» **Brief**
Copy out all of the lines below word for word, leaving out the pictures.

* START Data in this exercise *

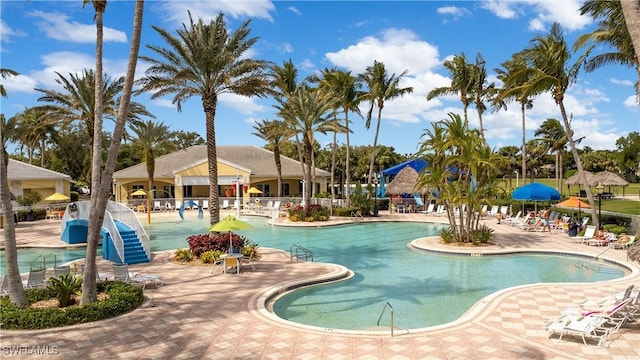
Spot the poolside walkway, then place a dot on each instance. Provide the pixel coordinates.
(197, 314)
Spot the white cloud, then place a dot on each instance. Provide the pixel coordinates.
(208, 10)
(6, 32)
(623, 82)
(454, 11)
(57, 26)
(294, 10)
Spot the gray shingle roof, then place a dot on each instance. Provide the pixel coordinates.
(260, 161)
(18, 170)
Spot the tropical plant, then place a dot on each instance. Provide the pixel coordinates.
(461, 83)
(65, 287)
(513, 74)
(381, 87)
(205, 60)
(4, 73)
(100, 194)
(612, 32)
(548, 69)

* END Data in this exercise *

» **Response for this exercise**
Spot the poolside walkway, then place a dot on each instance. Provide the pixel coordinates.
(197, 314)
Spot the white cloud, then place a dot on each instance. Provide the pixel coordinates.
(208, 10)
(6, 32)
(623, 82)
(454, 11)
(57, 26)
(294, 10)
Spot the gray shingle roof, then place a dot on each instance. Provide the pixel coordinates.
(260, 161)
(18, 170)
Spot the tropical plant, then place a dot on each instance. Provide the pixel coordinates.
(461, 83)
(65, 287)
(513, 74)
(381, 87)
(205, 60)
(4, 73)
(100, 194)
(612, 32)
(548, 69)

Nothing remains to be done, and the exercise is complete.